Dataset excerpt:
__________

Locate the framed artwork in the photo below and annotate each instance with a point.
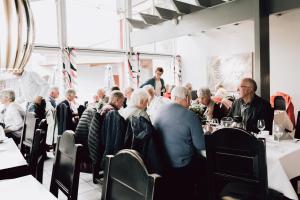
(229, 70)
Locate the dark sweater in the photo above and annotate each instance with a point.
(258, 109)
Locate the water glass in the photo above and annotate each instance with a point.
(261, 125)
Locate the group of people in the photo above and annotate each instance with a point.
(179, 129)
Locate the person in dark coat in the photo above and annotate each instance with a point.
(38, 108)
(251, 107)
(142, 137)
(65, 113)
(157, 82)
(96, 143)
(213, 109)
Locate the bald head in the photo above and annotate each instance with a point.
(247, 89)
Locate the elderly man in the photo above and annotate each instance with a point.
(97, 134)
(11, 115)
(182, 138)
(157, 82)
(53, 96)
(213, 110)
(251, 107)
(137, 105)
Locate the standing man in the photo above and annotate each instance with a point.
(251, 107)
(157, 82)
(128, 92)
(65, 120)
(53, 96)
(12, 115)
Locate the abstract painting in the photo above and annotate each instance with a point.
(229, 70)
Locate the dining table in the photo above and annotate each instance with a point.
(283, 164)
(25, 188)
(12, 162)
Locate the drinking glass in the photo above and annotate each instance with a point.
(214, 122)
(261, 125)
(226, 122)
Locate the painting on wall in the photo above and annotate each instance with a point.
(229, 70)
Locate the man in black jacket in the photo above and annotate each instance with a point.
(99, 128)
(157, 82)
(251, 107)
(65, 119)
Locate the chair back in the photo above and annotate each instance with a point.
(65, 173)
(30, 124)
(297, 128)
(36, 157)
(80, 109)
(236, 156)
(279, 103)
(61, 114)
(52, 127)
(126, 178)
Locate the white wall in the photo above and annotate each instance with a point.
(231, 39)
(196, 49)
(285, 55)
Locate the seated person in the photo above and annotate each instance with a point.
(137, 105)
(251, 107)
(71, 113)
(213, 109)
(182, 139)
(12, 115)
(282, 119)
(154, 102)
(38, 107)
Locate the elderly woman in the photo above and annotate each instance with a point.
(137, 105)
(213, 109)
(11, 116)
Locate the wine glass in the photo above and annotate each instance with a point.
(214, 122)
(261, 125)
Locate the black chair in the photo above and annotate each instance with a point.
(126, 178)
(279, 103)
(80, 109)
(297, 128)
(36, 158)
(30, 125)
(194, 94)
(65, 173)
(236, 159)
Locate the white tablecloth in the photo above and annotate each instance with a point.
(25, 188)
(10, 155)
(283, 163)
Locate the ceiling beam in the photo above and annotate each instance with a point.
(151, 19)
(196, 22)
(166, 13)
(186, 8)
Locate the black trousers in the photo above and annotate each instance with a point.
(186, 183)
(14, 137)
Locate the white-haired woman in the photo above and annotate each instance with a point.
(137, 105)
(213, 109)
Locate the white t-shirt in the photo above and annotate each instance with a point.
(158, 87)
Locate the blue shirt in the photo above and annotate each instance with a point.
(181, 132)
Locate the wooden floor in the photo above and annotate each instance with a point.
(87, 189)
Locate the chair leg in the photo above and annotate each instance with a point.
(54, 189)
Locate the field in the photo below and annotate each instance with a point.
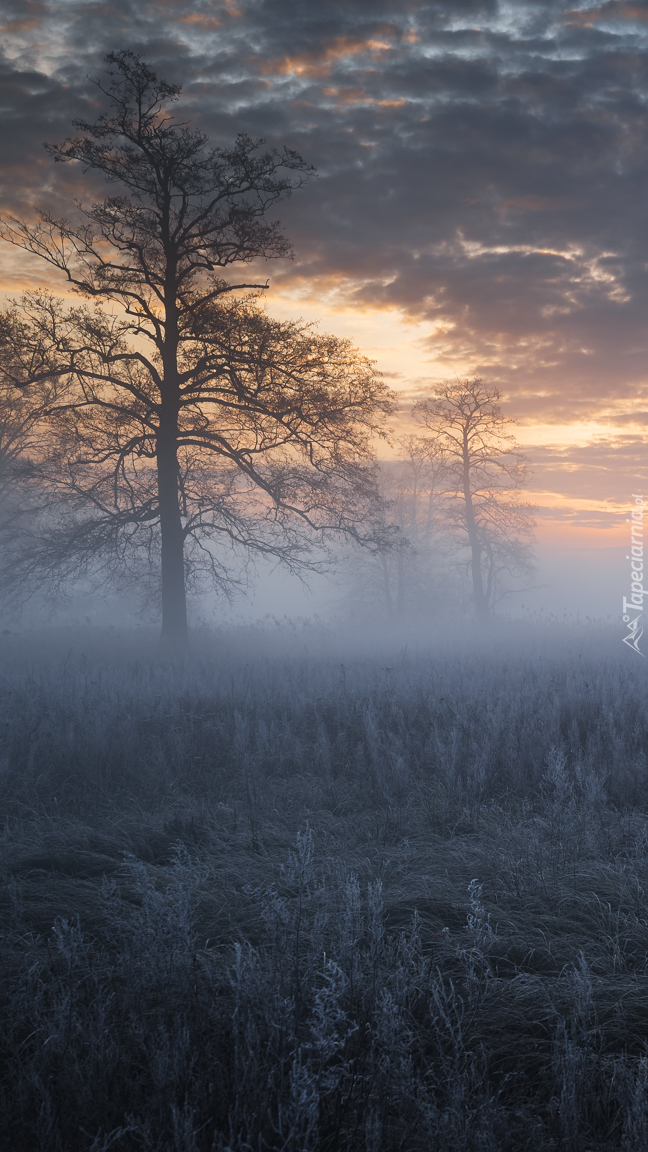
(308, 894)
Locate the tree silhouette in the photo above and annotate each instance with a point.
(187, 412)
(483, 469)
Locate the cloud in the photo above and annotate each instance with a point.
(482, 166)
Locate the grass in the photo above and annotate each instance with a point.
(301, 894)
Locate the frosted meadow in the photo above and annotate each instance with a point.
(302, 893)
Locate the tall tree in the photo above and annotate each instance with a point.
(187, 411)
(483, 470)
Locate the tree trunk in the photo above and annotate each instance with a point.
(173, 592)
(481, 606)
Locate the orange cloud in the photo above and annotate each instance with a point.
(313, 65)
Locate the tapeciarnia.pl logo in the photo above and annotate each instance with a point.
(635, 603)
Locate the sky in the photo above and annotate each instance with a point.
(481, 201)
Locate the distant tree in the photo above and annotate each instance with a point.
(405, 577)
(187, 414)
(24, 403)
(483, 469)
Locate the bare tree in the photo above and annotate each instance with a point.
(483, 470)
(406, 576)
(187, 412)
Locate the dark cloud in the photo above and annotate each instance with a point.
(482, 166)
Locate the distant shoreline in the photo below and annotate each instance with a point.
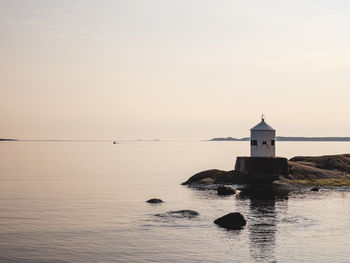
(7, 140)
(290, 139)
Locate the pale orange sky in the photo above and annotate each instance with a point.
(184, 69)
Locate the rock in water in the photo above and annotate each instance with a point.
(154, 201)
(224, 190)
(179, 214)
(231, 221)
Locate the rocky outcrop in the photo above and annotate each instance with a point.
(262, 165)
(155, 201)
(337, 164)
(331, 170)
(233, 221)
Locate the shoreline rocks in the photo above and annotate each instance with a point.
(231, 221)
(329, 170)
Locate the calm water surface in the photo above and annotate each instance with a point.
(85, 202)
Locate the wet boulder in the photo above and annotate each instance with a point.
(155, 201)
(231, 221)
(179, 214)
(224, 190)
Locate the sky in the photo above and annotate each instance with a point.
(184, 69)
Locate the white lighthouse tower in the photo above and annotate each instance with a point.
(262, 140)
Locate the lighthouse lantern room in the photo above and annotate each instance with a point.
(262, 140)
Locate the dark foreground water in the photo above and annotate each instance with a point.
(85, 202)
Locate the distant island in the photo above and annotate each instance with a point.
(285, 138)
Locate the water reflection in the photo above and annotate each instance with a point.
(263, 219)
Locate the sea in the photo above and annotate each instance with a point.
(84, 201)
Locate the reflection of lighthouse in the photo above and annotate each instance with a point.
(262, 140)
(263, 219)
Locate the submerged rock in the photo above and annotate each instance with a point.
(233, 221)
(224, 190)
(179, 214)
(155, 201)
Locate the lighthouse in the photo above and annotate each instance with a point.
(262, 140)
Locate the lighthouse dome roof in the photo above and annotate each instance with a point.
(262, 126)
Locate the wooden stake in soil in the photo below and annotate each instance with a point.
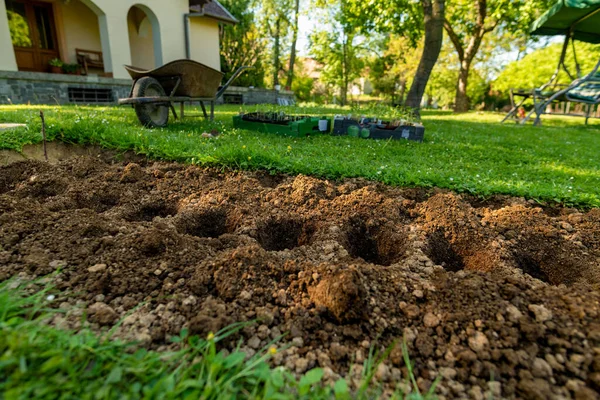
(44, 135)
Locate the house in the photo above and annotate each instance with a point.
(101, 36)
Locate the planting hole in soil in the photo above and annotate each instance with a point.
(530, 266)
(441, 252)
(150, 209)
(372, 243)
(210, 223)
(280, 234)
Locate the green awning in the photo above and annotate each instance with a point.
(565, 13)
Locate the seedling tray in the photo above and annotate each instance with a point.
(342, 127)
(296, 126)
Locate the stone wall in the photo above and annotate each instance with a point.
(42, 88)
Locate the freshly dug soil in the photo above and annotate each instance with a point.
(500, 297)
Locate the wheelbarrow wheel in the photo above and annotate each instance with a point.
(150, 115)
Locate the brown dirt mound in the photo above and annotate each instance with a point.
(499, 297)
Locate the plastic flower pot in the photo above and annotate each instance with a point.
(353, 131)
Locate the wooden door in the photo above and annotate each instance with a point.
(33, 34)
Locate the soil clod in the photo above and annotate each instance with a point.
(331, 268)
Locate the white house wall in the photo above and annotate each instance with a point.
(8, 62)
(113, 34)
(81, 29)
(204, 41)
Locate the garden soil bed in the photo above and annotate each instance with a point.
(499, 297)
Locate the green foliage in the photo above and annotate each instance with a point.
(275, 23)
(402, 17)
(391, 71)
(302, 85)
(19, 30)
(39, 361)
(337, 47)
(536, 68)
(468, 153)
(242, 45)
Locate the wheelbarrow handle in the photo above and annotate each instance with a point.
(230, 81)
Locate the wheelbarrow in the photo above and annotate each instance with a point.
(185, 81)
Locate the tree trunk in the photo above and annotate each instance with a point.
(461, 101)
(290, 79)
(402, 91)
(434, 35)
(467, 53)
(344, 88)
(276, 53)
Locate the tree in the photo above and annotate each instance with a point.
(241, 44)
(412, 20)
(338, 48)
(467, 22)
(543, 62)
(392, 69)
(276, 21)
(433, 19)
(295, 28)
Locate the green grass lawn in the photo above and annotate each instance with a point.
(468, 153)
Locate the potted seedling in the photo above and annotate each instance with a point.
(56, 65)
(380, 122)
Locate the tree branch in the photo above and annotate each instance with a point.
(455, 40)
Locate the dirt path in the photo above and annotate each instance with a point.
(500, 297)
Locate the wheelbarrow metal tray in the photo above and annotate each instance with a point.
(197, 80)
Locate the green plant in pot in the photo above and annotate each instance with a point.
(56, 65)
(73, 69)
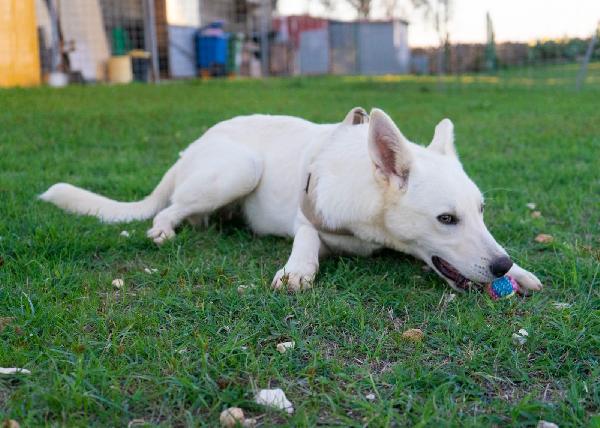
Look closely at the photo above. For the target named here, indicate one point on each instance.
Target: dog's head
(432, 209)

__________

▸ **What needs to be done**
Copy the final stretch of lines, starting at the one that holds "Locate the soil" and ending at the last line of the data, exactly; omit pictures.

▸ **Answer for the task**
Locate the soil clod in the photo above and annotate each instance with a point.
(331, 268)
Locate the white house wall in the photo above and annotate each instance with a point.
(8, 62)
(113, 34)
(81, 29)
(204, 41)
Locate the garden soil bed in the photo above and annotate each instance with a point.
(499, 297)
Locate the green foliage in the photo above and annotate each instance with a point.
(275, 23)
(402, 17)
(391, 71)
(302, 85)
(19, 30)
(39, 361)
(337, 47)
(536, 68)
(468, 153)
(242, 45)
Locate the wheelbarrow handle in the photo above and annotate each instance with a point.
(230, 81)
Locate the wheelbarrow in the photo above and annotate each instance with a point.
(185, 81)
Locate the tree trunk in the photo above and annotate each instance with a point.
(461, 101)
(290, 79)
(402, 91)
(434, 35)
(467, 53)
(344, 88)
(276, 53)
Locate the tree in the photo above and annotate each instance with a point.
(241, 44)
(412, 20)
(338, 48)
(467, 22)
(543, 62)
(392, 69)
(276, 21)
(433, 19)
(295, 28)
Locate the green grass lawn in the photo above and annotate each instance with a point.
(468, 153)
Locate the potted seedling in the photo above and annotate each instance with a point.
(56, 65)
(380, 122)
Locate the tree branch in the photo above and annotate each instance with a point.
(455, 40)
Locate the dirt path in the photo above and annotate each instance with a point.
(500, 297)
Locate the wheelbarrow metal tray in the photo above and annotate each instance with a point.
(197, 80)
Locate the green plant in pot in the photo above and annotate each instance with a point.
(56, 65)
(73, 69)
Look closely at the photo above. For the target named here, indicate one point on each instance.
Target: dog's head
(432, 209)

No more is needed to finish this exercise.